Source material:
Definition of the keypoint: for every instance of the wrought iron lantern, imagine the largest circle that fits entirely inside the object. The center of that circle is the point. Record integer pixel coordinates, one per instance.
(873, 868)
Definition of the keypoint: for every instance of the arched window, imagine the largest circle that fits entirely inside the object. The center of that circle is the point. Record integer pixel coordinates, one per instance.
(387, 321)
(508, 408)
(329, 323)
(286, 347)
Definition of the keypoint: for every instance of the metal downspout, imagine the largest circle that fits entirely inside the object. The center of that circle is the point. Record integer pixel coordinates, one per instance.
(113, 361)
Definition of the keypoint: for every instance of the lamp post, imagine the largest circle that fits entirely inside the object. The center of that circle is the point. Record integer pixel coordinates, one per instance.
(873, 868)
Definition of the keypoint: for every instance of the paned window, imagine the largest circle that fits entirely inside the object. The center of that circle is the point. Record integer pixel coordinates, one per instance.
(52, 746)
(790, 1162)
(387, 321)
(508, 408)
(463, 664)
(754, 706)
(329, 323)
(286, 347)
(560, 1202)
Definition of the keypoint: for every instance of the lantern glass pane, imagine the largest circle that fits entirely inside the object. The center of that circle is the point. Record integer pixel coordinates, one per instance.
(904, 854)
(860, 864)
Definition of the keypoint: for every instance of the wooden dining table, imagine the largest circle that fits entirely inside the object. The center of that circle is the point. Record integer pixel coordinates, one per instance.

Aim of the task: Can you reproduce all of the records above word for word?

Expected answer:
Definition of the keypoint: for every instance of the wrought iron lantern, imagine the largest circle that fits entirely inside the object. The center of that circle is the point. Record integer pixel coordinates, one per instance.
(873, 868)
Definition of the keypoint: for every instance of the arched window, imagine the largest circle that fits entirely inside the object. The center of that circle is the point. Record integer pixel coordinates, one per instance.
(387, 321)
(508, 408)
(329, 323)
(286, 347)
Definition of the keypoint: for every instance of the metal downspout, imagine the largest circle that fits entirely inside the object. The center of that circle is the point. Record integer pixel coordinates, one per instance.
(113, 361)
Definition of the keypoint: for every instance of the lamp post, imagine the largest circle that fits entirely inside the object. The center of that circle is the point. Record integer pixel coordinates, one per instance.
(873, 868)
Definition of the keypoint: for every instance of the paned window, imagine the largest circle that fits entirely inside the object. The center of that circle is the point. Record integer pixel coordinates, one per instance.
(52, 746)
(790, 1162)
(387, 321)
(508, 408)
(463, 664)
(754, 706)
(329, 323)
(286, 347)
(560, 1202)
Definition of the keypoint: for every instance of the lantern glass pane, imagine the largest circle that fits entirely inside the object. The center of that circle is the point. Record integer pixel coordinates, one per instance.
(904, 854)
(860, 864)
Definition of the keypoint: for every instance of the wooden dining table, imagine the largest circle that fits entirely inside the object. The center of that circle is the point. Record integer pixel coordinates, one per instance.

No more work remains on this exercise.